### Problem requirements
Transcribe, with complete accuracy, all of the entries below except for the pictures.

### Data to examine
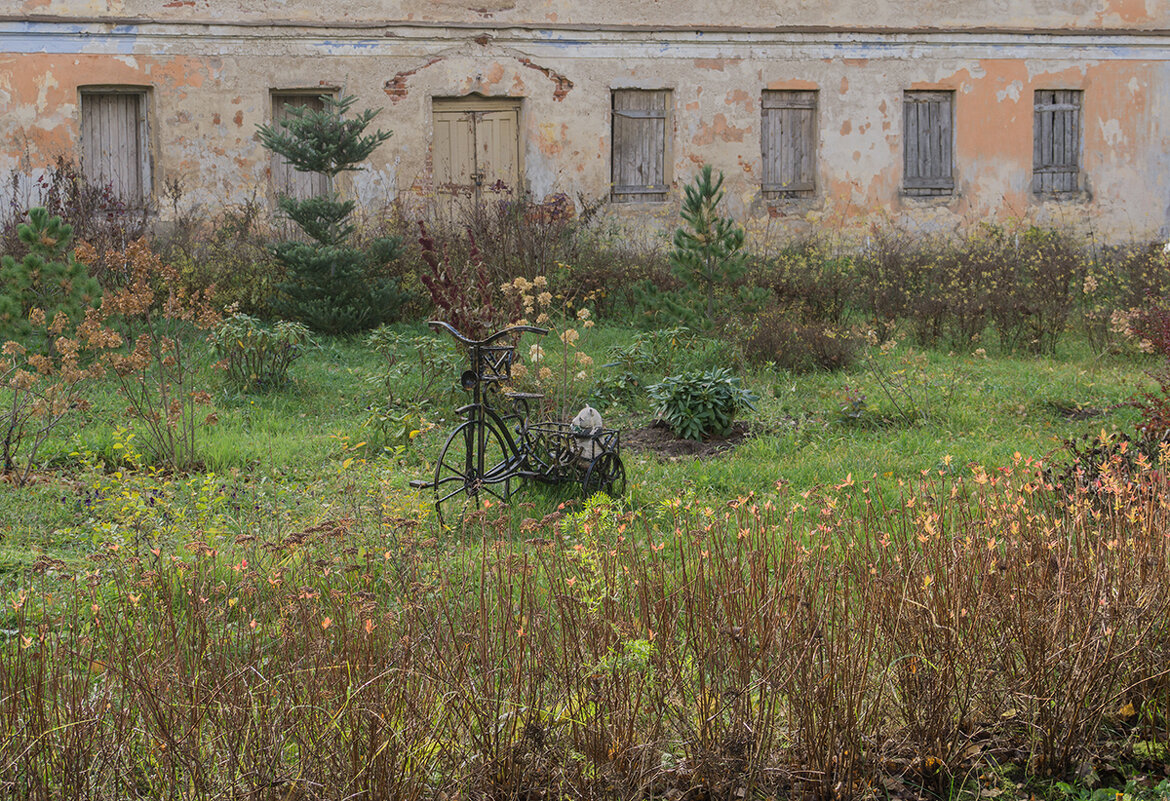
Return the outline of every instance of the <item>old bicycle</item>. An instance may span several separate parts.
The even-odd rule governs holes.
[[[528,419],[529,403],[542,396],[508,388],[520,335],[544,336],[548,329],[514,325],[486,339],[469,339],[449,323],[432,320],[428,325],[454,337],[470,359],[470,367],[459,377],[460,385],[471,393],[471,403],[456,410],[463,421],[443,445],[433,480],[410,482],[415,489],[434,490],[440,523],[444,504],[457,503],[463,509],[478,508],[489,498],[507,501],[513,483],[523,479],[578,482],[585,497],[595,492],[625,494],[620,431],[581,429],[556,420],[533,423]]]

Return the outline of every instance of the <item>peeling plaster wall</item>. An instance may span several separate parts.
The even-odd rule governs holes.
[[[209,21],[320,20],[316,0],[16,0],[21,14]],[[347,0],[334,22],[501,22],[595,25],[809,27],[1170,27],[1162,0]]]
[[[485,0],[487,2],[487,0]],[[478,93],[522,98],[521,147],[527,189],[596,200],[610,181],[613,89],[672,91],[674,189],[665,204],[614,205],[618,218],[673,223],[679,186],[709,162],[727,174],[732,213],[756,224],[793,228],[872,215],[908,225],[958,227],[988,216],[1049,219],[1114,239],[1170,230],[1170,10],[1153,0],[1029,3],[842,3],[833,22],[866,25],[1125,28],[1105,34],[1008,30],[837,32],[663,30],[654,33],[545,26],[520,29],[496,20],[576,19],[590,10],[560,2],[509,3],[468,12],[454,2],[415,3],[415,13],[455,19],[460,27],[408,23],[371,29],[240,26],[240,19],[307,17],[308,3],[204,0],[147,8],[140,0],[62,3],[29,0],[28,18],[0,22],[0,176],[36,176],[74,153],[80,128],[79,87],[149,88],[153,189],[177,182],[187,204],[218,208],[267,197],[269,155],[256,126],[271,117],[273,89],[330,86],[383,108],[377,124],[394,137],[369,169],[340,187],[363,204],[431,194],[431,100]],[[373,18],[393,3],[347,3],[344,19]],[[631,22],[689,11],[638,4]],[[812,24],[823,4],[783,3],[790,14],[724,3],[705,8],[721,24]],[[1007,7],[1010,6],[1010,9]],[[1157,6],[1157,7],[1155,7]],[[873,13],[861,14],[861,9]],[[927,14],[923,9],[932,9]],[[491,10],[494,9],[494,10]],[[593,6],[591,16],[602,16]],[[678,11],[678,13],[675,13]],[[142,14],[227,20],[107,24],[88,16]],[[615,10],[609,16],[620,16]],[[31,15],[59,14],[74,21]],[[541,17],[541,14],[544,14]],[[511,16],[509,16],[511,15]],[[637,16],[641,15],[641,16]],[[402,17],[406,14],[403,13]],[[819,14],[824,17],[824,14]],[[992,19],[995,18],[995,19]],[[478,22],[477,22],[478,21]],[[820,24],[825,24],[821,19]],[[1147,27],[1149,31],[1135,32]],[[817,89],[818,191],[814,198],[761,197],[760,96],[765,89]],[[902,96],[908,89],[955,92],[956,194],[901,194]],[[1084,92],[1083,173],[1075,200],[1031,194],[1032,96],[1037,89]],[[31,191],[31,190],[30,190]],[[160,202],[160,213],[167,213]]]

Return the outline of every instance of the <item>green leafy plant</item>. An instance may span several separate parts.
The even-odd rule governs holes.
[[[657,378],[704,366],[709,340],[684,326],[643,331],[623,345],[609,348],[610,361],[594,384],[591,397],[605,406],[630,406],[644,397],[643,388]]]
[[[684,439],[723,434],[737,413],[755,409],[756,396],[726,368],[668,376],[647,391],[654,413]]]
[[[419,432],[428,427],[424,411],[440,395],[455,394],[452,376],[459,374],[462,362],[448,341],[399,334],[387,326],[370,332],[366,347],[384,362],[367,376],[380,397],[366,409],[369,416],[363,427],[368,434],[363,436],[370,443],[370,453],[404,453]]]
[[[613,361],[606,367],[620,367],[629,373],[672,373],[680,356],[695,350],[702,340],[697,332],[685,328],[661,328],[634,335],[626,345],[609,349]]]
[[[384,359],[371,380],[391,406],[433,402],[440,391],[454,391],[452,376],[462,369],[450,341],[435,336],[399,334],[382,326],[366,337],[366,347]]]
[[[353,97],[324,97],[324,108],[290,108],[279,127],[259,127],[260,141],[301,172],[336,178],[360,169],[374,150],[390,138],[389,131],[365,130],[377,112],[372,109],[346,118]],[[275,304],[284,315],[317,331],[344,334],[394,319],[405,295],[384,274],[399,255],[401,239],[381,237],[364,250],[349,244],[355,226],[352,200],[336,192],[296,200],[279,199],[280,210],[296,223],[310,242],[288,241],[276,246],[277,260],[288,270]]]
[[[217,325],[208,339],[228,382],[246,392],[284,386],[289,366],[311,341],[301,323],[268,326],[240,313]]]
[[[704,164],[693,183],[684,189],[683,220],[690,226],[674,233],[674,251],[670,263],[675,273],[692,287],[702,288],[707,297],[707,320],[715,315],[715,287],[743,274],[746,268],[742,253],[744,230],[730,217],[719,214],[723,199],[723,173],[713,176],[711,165]]]
[[[369,453],[388,452],[401,456],[410,450],[414,438],[426,427],[420,406],[374,406],[363,427],[368,430]],[[355,446],[356,447],[356,446]]]
[[[608,365],[607,365],[608,366]],[[642,381],[637,373],[622,370],[605,373],[593,384],[589,394],[595,405],[605,409],[617,404],[627,405],[642,391]]]
[[[28,253],[20,261],[11,256],[0,259],[0,341],[13,339],[34,346],[34,333],[46,332],[30,321],[33,309],[49,321],[64,314],[76,325],[87,309],[98,304],[102,293],[85,265],[69,252],[73,226],[50,217],[43,208],[29,211],[28,220],[17,229]],[[45,339],[41,344],[48,347],[50,342]]]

### Response
Return the outline of every instance of the <item>old bicycle</item>. An instance may span several separate parts.
The even-odd rule governs holes.
[[[528,419],[529,403],[542,396],[508,388],[520,335],[544,336],[548,329],[514,325],[486,339],[469,339],[449,323],[432,320],[428,325],[454,337],[470,359],[470,367],[459,377],[460,385],[471,393],[471,403],[456,410],[463,421],[443,445],[433,480],[410,482],[415,489],[434,490],[440,523],[444,504],[457,503],[463,509],[478,508],[489,498],[507,501],[513,483],[523,479],[578,482],[585,497],[595,492],[625,494],[620,431],[581,429],[556,420],[533,423]]]

Return the outline of every instance of the <item>peeling plaster wall</item>. An instance may span several separate parts.
The even-odd rule governs holes.
[[[209,21],[320,20],[316,0],[16,0],[21,14]],[[347,0],[334,22],[501,22],[595,25],[809,27],[1170,27],[1162,0]]]
[[[485,0],[487,2],[487,0]],[[478,93],[522,98],[521,147],[527,189],[596,200],[610,181],[613,89],[672,91],[674,189],[665,204],[614,205],[618,218],[673,223],[679,186],[709,162],[727,174],[732,213],[756,224],[793,228],[872,215],[908,225],[958,227],[988,216],[1049,219],[1114,239],[1170,230],[1170,10],[1153,0],[1029,3],[842,3],[833,22],[866,25],[1125,28],[1105,34],[1008,30],[837,32],[663,30],[654,33],[545,26],[520,29],[496,20],[576,19],[590,10],[560,2],[509,3],[468,12],[454,2],[415,3],[415,13],[455,19],[460,27],[408,23],[371,29],[240,26],[240,19],[307,17],[308,3],[204,0],[147,8],[140,0],[62,3],[29,0],[28,18],[0,22],[0,176],[36,176],[74,153],[80,128],[79,87],[149,88],[153,189],[177,182],[187,204],[218,208],[267,197],[269,155],[256,126],[271,117],[273,89],[330,86],[383,108],[377,124],[394,137],[369,169],[340,187],[363,204],[431,194],[431,100]],[[373,18],[393,3],[347,3],[344,19]],[[631,22],[689,11],[638,4]],[[812,24],[823,4],[783,3],[790,14],[724,3],[705,8],[721,24]],[[1007,7],[1010,6],[1010,9]],[[1157,6],[1157,7],[1155,7]],[[873,13],[861,14],[861,9]],[[927,14],[923,9],[932,9]],[[491,10],[494,9],[494,10]],[[593,6],[591,16],[602,16]],[[678,11],[678,13],[675,13]],[[142,14],[227,20],[107,24],[88,16]],[[615,10],[609,16],[620,16]],[[31,15],[59,14],[74,21]],[[541,17],[541,14],[544,14]],[[511,16],[509,16],[511,15]],[[637,16],[641,15],[641,16]],[[402,17],[406,14],[403,13]],[[819,14],[824,17],[824,14]],[[992,19],[995,18],[995,19]],[[478,22],[477,22],[478,21]],[[820,24],[825,24],[821,19]],[[1147,27],[1149,31],[1135,32]],[[817,89],[818,191],[814,198],[761,197],[760,96],[765,89]],[[902,96],[908,89],[955,92],[956,194],[901,194]],[[1084,92],[1083,173],[1075,200],[1031,194],[1032,96],[1037,89]],[[31,191],[31,190],[30,190]],[[160,202],[160,213],[167,213]]]

Return the outline of every instance of the <item>green leafy plant</item>. An instance may span several separate parts.
The even-odd rule governs holes.
[[[657,378],[704,366],[709,340],[684,326],[643,331],[623,345],[609,348],[610,361],[594,384],[591,397],[605,406],[630,406],[644,397],[643,388]]]
[[[684,439],[723,434],[737,413],[755,409],[756,396],[726,368],[668,376],[647,391],[654,413]]]
[[[419,432],[428,427],[424,411],[440,395],[455,394],[452,376],[459,374],[462,362],[448,341],[399,334],[387,326],[370,332],[366,347],[384,362],[367,376],[380,397],[366,409],[369,416],[363,427],[368,434],[363,436],[370,443],[370,453],[404,453]]]
[[[613,361],[606,367],[620,367],[629,373],[672,373],[680,356],[695,350],[702,340],[697,332],[685,328],[661,328],[634,335],[626,345],[609,349]]]
[[[384,359],[371,380],[391,406],[433,402],[440,391],[454,391],[452,376],[462,369],[450,341],[435,336],[399,334],[382,326],[366,337],[366,347]]]
[[[353,97],[324,97],[324,108],[290,108],[279,127],[259,127],[260,141],[301,172],[336,178],[360,169],[374,150],[390,138],[389,131],[365,130],[377,112],[372,109],[346,118]],[[275,304],[284,315],[317,331],[344,334],[394,319],[405,295],[384,274],[399,255],[401,239],[381,237],[364,250],[349,244],[355,226],[352,200],[336,192],[296,200],[279,199],[280,210],[296,223],[310,242],[288,241],[276,246],[277,260],[288,270]]]
[[[217,325],[208,339],[228,382],[246,392],[284,386],[289,366],[311,341],[301,323],[268,326],[240,313]]]
[[[704,164],[693,183],[684,189],[683,220],[690,226],[674,233],[674,251],[670,263],[675,273],[692,287],[702,288],[707,297],[707,320],[715,315],[715,287],[743,274],[746,268],[742,253],[744,230],[730,217],[719,214],[723,199],[723,173],[713,176],[711,165]]]
[[[369,453],[388,452],[401,456],[410,450],[414,438],[426,427],[420,406],[374,406],[363,427],[368,430]],[[355,446],[356,447],[356,446]]]
[[[608,365],[607,365],[608,366]],[[642,381],[637,373],[622,370],[605,373],[593,384],[589,394],[595,405],[605,409],[617,404],[627,405],[642,391]]]
[[[28,253],[20,261],[11,256],[0,259],[0,341],[13,339],[34,346],[34,333],[46,332],[30,321],[33,309],[49,321],[64,314],[76,325],[87,309],[98,304],[102,293],[85,265],[69,252],[73,226],[50,217],[43,208],[29,211],[28,220],[17,229]],[[45,339],[41,344],[48,347],[50,342]]]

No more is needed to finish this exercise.